EXERCISE INSTRUCTIONS: Please return, word for word, the line containing "Target: distant treeline" and each line after it through the end of the data below, and nothing else.

────────

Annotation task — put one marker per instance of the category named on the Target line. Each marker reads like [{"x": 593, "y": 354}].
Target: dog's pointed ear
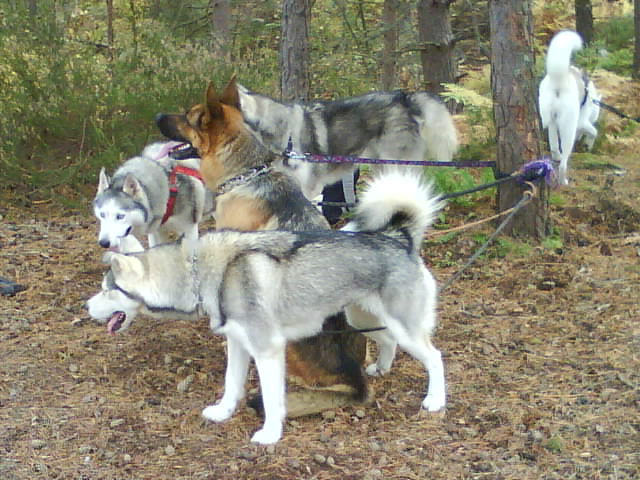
[
  {"x": 213, "y": 104},
  {"x": 230, "y": 95},
  {"x": 132, "y": 187},
  {"x": 125, "y": 267},
  {"x": 103, "y": 180}
]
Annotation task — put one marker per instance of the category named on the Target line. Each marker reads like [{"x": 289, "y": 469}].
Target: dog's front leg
[
  {"x": 234, "y": 382},
  {"x": 271, "y": 370}
]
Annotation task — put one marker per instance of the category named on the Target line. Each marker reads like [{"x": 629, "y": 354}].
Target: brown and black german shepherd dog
[{"x": 254, "y": 192}]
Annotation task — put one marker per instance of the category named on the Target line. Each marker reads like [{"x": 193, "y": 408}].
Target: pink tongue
[{"x": 115, "y": 322}]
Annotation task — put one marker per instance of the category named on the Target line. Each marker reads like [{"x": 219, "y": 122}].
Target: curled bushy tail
[
  {"x": 562, "y": 46},
  {"x": 394, "y": 201}
]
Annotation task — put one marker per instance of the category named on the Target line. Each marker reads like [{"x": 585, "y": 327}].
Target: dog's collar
[
  {"x": 173, "y": 187},
  {"x": 243, "y": 178}
]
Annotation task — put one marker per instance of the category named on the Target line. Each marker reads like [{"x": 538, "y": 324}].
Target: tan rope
[{"x": 529, "y": 193}]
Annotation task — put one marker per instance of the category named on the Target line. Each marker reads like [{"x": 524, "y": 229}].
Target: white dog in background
[{"x": 568, "y": 101}]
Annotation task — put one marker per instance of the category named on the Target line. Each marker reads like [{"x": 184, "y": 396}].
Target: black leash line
[{"x": 613, "y": 109}]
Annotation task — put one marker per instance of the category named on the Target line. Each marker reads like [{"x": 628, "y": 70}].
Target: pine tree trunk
[
  {"x": 636, "y": 29},
  {"x": 220, "y": 28},
  {"x": 294, "y": 50},
  {"x": 584, "y": 20},
  {"x": 390, "y": 44},
  {"x": 515, "y": 110},
  {"x": 437, "y": 41}
]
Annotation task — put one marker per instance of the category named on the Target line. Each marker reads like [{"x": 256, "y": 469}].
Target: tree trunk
[
  {"x": 220, "y": 28},
  {"x": 390, "y": 44},
  {"x": 32, "y": 8},
  {"x": 636, "y": 30},
  {"x": 515, "y": 110},
  {"x": 294, "y": 50},
  {"x": 584, "y": 20},
  {"x": 110, "y": 35},
  {"x": 437, "y": 41}
]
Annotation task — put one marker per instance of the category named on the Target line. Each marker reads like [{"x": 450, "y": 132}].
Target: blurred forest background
[{"x": 81, "y": 81}]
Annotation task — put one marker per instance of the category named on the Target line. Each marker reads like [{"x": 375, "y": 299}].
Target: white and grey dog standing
[
  {"x": 135, "y": 200},
  {"x": 264, "y": 289},
  {"x": 384, "y": 125},
  {"x": 567, "y": 101}
]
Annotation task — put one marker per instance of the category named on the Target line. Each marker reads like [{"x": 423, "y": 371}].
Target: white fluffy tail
[
  {"x": 562, "y": 46},
  {"x": 394, "y": 200}
]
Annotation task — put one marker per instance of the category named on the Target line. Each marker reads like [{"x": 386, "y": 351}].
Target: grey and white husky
[
  {"x": 264, "y": 289},
  {"x": 385, "y": 125},
  {"x": 136, "y": 200}
]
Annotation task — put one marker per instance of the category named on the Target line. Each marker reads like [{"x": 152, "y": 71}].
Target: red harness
[{"x": 173, "y": 187}]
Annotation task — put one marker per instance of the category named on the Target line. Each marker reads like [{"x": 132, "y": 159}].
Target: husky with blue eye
[
  {"x": 154, "y": 194},
  {"x": 267, "y": 289}
]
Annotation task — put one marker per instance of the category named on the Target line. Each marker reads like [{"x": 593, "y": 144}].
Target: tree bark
[
  {"x": 636, "y": 51},
  {"x": 437, "y": 42},
  {"x": 220, "y": 28},
  {"x": 390, "y": 44},
  {"x": 584, "y": 20},
  {"x": 294, "y": 50},
  {"x": 515, "y": 110}
]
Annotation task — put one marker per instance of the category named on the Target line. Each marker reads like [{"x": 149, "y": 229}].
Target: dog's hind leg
[
  {"x": 271, "y": 370},
  {"x": 423, "y": 350},
  {"x": 234, "y": 382},
  {"x": 589, "y": 133},
  {"x": 359, "y": 318}
]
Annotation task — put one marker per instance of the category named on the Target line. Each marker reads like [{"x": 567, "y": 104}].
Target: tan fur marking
[{"x": 241, "y": 213}]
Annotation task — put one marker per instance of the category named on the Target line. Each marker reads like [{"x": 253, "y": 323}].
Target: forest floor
[{"x": 541, "y": 348}]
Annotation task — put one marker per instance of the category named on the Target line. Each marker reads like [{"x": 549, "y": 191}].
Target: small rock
[
  {"x": 329, "y": 415},
  {"x": 183, "y": 385},
  {"x": 37, "y": 444},
  {"x": 116, "y": 423},
  {"x": 373, "y": 474}
]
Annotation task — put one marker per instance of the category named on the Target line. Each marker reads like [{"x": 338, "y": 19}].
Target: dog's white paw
[
  {"x": 434, "y": 402},
  {"x": 374, "y": 370},
  {"x": 266, "y": 436},
  {"x": 218, "y": 412}
]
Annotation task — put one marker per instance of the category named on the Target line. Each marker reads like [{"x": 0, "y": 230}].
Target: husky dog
[
  {"x": 386, "y": 125},
  {"x": 255, "y": 192},
  {"x": 264, "y": 289},
  {"x": 151, "y": 194},
  {"x": 568, "y": 101}
]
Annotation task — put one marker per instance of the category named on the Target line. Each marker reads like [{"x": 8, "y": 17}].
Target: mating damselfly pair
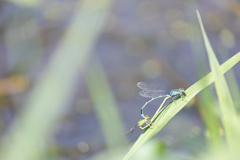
[{"x": 154, "y": 92}]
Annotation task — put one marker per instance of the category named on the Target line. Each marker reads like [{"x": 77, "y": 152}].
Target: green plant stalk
[
  {"x": 227, "y": 108},
  {"x": 233, "y": 85},
  {"x": 172, "y": 109},
  {"x": 32, "y": 128}
]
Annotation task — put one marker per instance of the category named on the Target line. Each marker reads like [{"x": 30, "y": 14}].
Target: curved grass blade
[
  {"x": 229, "y": 117},
  {"x": 171, "y": 110}
]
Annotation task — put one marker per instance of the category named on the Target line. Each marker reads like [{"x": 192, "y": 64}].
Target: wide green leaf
[{"x": 172, "y": 109}]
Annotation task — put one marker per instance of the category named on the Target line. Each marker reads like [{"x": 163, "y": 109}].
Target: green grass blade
[
  {"x": 172, "y": 109},
  {"x": 32, "y": 128},
  {"x": 208, "y": 114},
  {"x": 227, "y": 108},
  {"x": 231, "y": 79}
]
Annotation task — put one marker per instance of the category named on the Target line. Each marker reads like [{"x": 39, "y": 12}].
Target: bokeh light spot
[
  {"x": 227, "y": 38},
  {"x": 135, "y": 46},
  {"x": 83, "y": 147},
  {"x": 148, "y": 11},
  {"x": 151, "y": 69},
  {"x": 83, "y": 106}
]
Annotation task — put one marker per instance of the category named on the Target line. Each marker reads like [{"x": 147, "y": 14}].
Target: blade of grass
[
  {"x": 172, "y": 109},
  {"x": 208, "y": 114},
  {"x": 232, "y": 83},
  {"x": 33, "y": 127},
  {"x": 227, "y": 108}
]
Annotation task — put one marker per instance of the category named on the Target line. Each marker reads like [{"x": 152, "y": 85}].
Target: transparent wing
[
  {"x": 150, "y": 94},
  {"x": 149, "y": 87},
  {"x": 126, "y": 137}
]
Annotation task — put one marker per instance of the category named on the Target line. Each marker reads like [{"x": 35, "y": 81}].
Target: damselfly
[{"x": 154, "y": 92}]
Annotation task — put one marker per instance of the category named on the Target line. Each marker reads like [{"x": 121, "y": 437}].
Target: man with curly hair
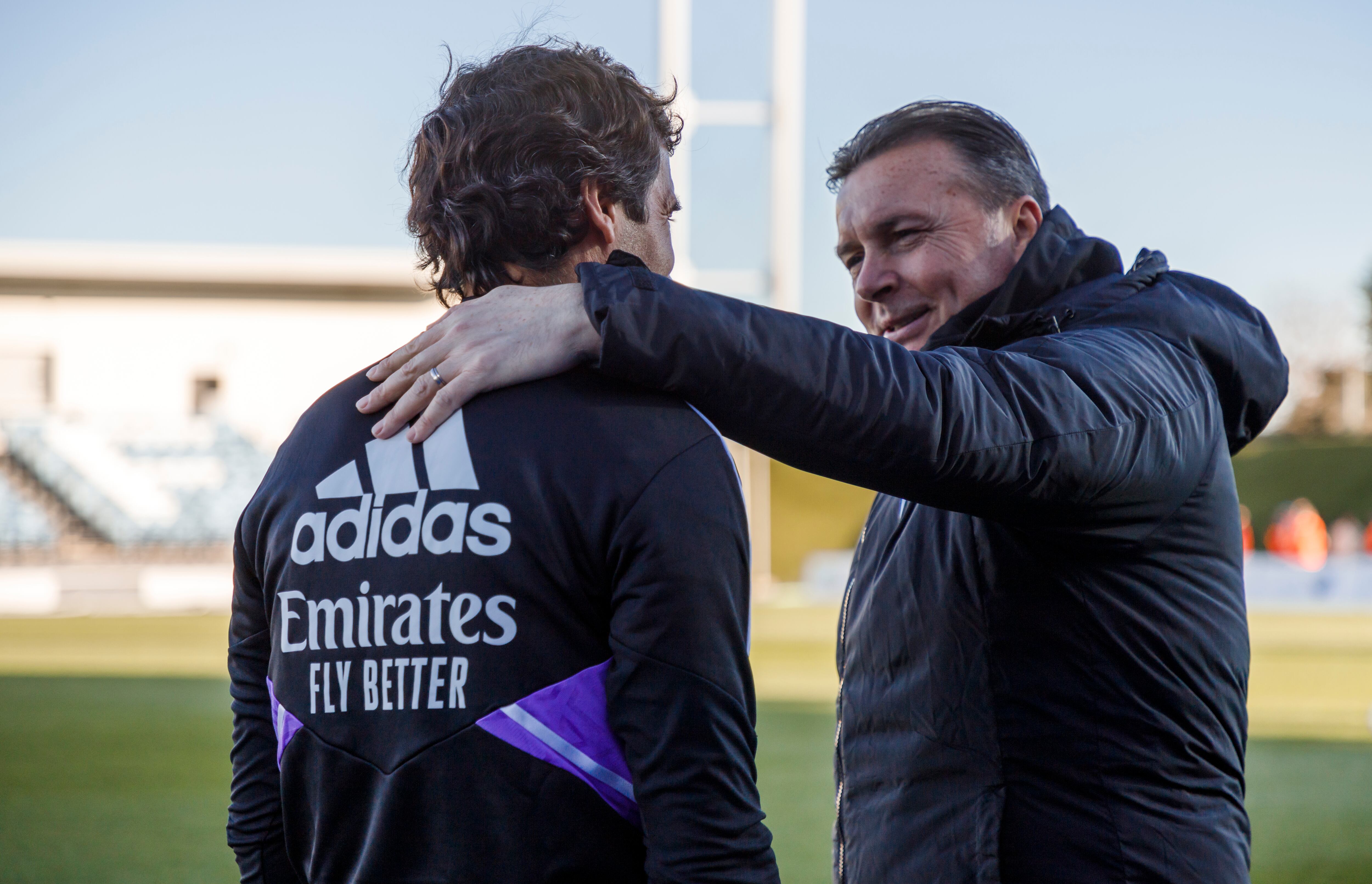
[{"x": 564, "y": 568}]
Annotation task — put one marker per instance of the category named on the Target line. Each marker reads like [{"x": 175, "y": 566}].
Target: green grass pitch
[{"x": 125, "y": 780}]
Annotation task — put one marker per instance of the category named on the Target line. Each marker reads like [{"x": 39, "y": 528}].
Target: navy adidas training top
[{"x": 515, "y": 653}]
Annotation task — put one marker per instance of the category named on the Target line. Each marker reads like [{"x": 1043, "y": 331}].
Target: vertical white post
[
  {"x": 1355, "y": 400},
  {"x": 788, "y": 151},
  {"x": 674, "y": 27}
]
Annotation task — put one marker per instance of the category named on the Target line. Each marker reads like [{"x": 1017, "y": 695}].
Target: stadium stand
[
  {"x": 143, "y": 487},
  {"x": 23, "y": 524}
]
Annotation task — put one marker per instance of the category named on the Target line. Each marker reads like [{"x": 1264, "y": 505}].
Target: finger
[
  {"x": 418, "y": 345},
  {"x": 403, "y": 379},
  {"x": 407, "y": 407},
  {"x": 452, "y": 397}
]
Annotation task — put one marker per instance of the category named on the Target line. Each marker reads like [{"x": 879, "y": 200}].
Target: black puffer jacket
[{"x": 1043, "y": 649}]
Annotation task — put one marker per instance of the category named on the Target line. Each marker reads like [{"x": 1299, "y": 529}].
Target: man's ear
[
  {"x": 1025, "y": 219},
  {"x": 601, "y": 217}
]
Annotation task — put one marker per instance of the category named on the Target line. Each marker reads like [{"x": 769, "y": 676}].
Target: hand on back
[{"x": 511, "y": 335}]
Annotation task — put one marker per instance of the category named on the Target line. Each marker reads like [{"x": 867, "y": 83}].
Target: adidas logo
[{"x": 367, "y": 531}]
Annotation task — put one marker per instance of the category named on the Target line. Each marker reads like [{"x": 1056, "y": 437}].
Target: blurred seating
[
  {"x": 140, "y": 485},
  {"x": 23, "y": 524}
]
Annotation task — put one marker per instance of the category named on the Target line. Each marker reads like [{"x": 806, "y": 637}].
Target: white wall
[{"x": 138, "y": 357}]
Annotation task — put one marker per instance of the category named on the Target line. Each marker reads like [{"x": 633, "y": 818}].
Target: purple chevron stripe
[
  {"x": 283, "y": 723},
  {"x": 566, "y": 727}
]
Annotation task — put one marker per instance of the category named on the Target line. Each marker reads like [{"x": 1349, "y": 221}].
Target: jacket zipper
[{"x": 839, "y": 731}]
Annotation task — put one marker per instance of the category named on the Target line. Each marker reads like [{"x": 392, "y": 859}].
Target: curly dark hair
[
  {"x": 1003, "y": 168},
  {"x": 496, "y": 169}
]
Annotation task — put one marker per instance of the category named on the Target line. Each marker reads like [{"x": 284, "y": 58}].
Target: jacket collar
[{"x": 1058, "y": 257}]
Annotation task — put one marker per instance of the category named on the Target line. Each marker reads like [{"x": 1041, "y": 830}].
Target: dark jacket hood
[{"x": 1071, "y": 280}]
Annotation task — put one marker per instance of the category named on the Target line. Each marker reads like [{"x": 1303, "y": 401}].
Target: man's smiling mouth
[{"x": 894, "y": 329}]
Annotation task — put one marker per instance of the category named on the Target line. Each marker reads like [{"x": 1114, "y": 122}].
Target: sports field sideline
[{"x": 114, "y": 747}]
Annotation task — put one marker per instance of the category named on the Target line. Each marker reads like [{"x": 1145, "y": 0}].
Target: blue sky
[{"x": 1234, "y": 136}]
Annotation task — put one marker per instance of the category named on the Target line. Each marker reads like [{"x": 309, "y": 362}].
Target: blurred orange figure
[{"x": 1298, "y": 533}]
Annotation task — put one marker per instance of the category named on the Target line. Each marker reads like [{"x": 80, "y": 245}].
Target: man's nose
[{"x": 876, "y": 282}]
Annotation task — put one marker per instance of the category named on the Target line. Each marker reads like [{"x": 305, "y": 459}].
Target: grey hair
[{"x": 1002, "y": 164}]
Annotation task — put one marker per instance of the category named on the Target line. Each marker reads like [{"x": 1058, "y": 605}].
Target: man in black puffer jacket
[{"x": 1043, "y": 649}]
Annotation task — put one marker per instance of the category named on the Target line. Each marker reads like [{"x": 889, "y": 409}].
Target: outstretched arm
[{"x": 1101, "y": 430}]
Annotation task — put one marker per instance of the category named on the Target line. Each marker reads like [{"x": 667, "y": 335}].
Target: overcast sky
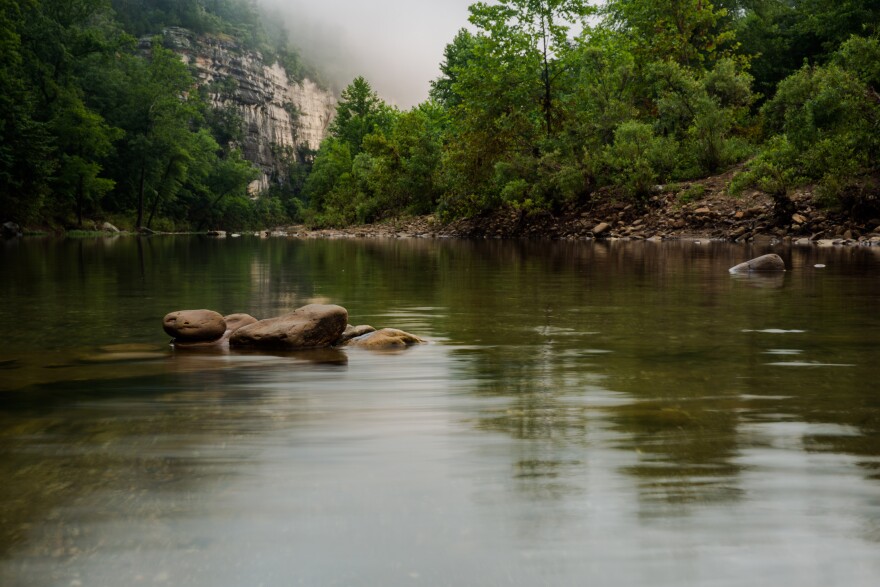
[{"x": 396, "y": 44}]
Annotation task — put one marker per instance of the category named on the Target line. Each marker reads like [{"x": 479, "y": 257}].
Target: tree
[
  {"x": 456, "y": 57},
  {"x": 536, "y": 33},
  {"x": 83, "y": 140},
  {"x": 689, "y": 32},
  {"x": 359, "y": 112}
]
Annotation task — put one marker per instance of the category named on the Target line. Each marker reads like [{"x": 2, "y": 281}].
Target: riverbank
[
  {"x": 700, "y": 209},
  {"x": 690, "y": 210}
]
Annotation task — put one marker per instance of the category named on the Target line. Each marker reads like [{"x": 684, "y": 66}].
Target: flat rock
[
  {"x": 771, "y": 262},
  {"x": 386, "y": 338},
  {"x": 10, "y": 229},
  {"x": 310, "y": 327},
  {"x": 354, "y": 331},
  {"x": 601, "y": 228},
  {"x": 194, "y": 325},
  {"x": 236, "y": 321}
]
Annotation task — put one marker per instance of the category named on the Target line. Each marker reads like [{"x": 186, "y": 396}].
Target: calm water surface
[{"x": 609, "y": 414}]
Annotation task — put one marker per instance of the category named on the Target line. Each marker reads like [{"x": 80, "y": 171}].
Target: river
[{"x": 584, "y": 413}]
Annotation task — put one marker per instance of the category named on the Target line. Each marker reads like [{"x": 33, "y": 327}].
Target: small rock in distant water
[
  {"x": 310, "y": 327},
  {"x": 194, "y": 325},
  {"x": 10, "y": 229},
  {"x": 601, "y": 228},
  {"x": 771, "y": 262},
  {"x": 386, "y": 338},
  {"x": 236, "y": 321},
  {"x": 354, "y": 331}
]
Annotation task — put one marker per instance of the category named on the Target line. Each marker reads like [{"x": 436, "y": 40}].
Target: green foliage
[
  {"x": 637, "y": 158},
  {"x": 823, "y": 122},
  {"x": 359, "y": 112}
]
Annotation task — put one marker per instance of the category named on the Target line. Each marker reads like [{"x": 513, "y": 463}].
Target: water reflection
[{"x": 628, "y": 413}]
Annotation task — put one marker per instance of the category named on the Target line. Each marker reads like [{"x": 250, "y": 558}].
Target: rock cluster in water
[{"x": 314, "y": 326}]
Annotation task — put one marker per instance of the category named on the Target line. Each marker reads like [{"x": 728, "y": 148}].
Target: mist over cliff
[{"x": 396, "y": 44}]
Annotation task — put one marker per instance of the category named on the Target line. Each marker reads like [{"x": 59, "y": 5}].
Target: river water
[{"x": 585, "y": 413}]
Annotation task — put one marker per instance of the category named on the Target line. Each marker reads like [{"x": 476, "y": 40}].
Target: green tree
[
  {"x": 456, "y": 57},
  {"x": 689, "y": 32},
  {"x": 359, "y": 112},
  {"x": 84, "y": 139}
]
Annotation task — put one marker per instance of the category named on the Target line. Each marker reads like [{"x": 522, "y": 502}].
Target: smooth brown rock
[
  {"x": 194, "y": 325},
  {"x": 601, "y": 228},
  {"x": 236, "y": 321},
  {"x": 354, "y": 331},
  {"x": 310, "y": 327},
  {"x": 386, "y": 338},
  {"x": 771, "y": 262}
]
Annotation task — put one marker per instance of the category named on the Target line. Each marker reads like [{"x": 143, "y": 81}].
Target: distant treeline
[
  {"x": 95, "y": 125},
  {"x": 541, "y": 103}
]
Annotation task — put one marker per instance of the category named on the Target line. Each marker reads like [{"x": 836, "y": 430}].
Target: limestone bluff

────────

RESPONSE BOX:
Target: distant treeline
[
  {"x": 95, "y": 125},
  {"x": 541, "y": 103}
]
Annotation task — put one marker per instance of the category named on the Target line. Each marker reads like [{"x": 836, "y": 430}].
Target: limestone bluff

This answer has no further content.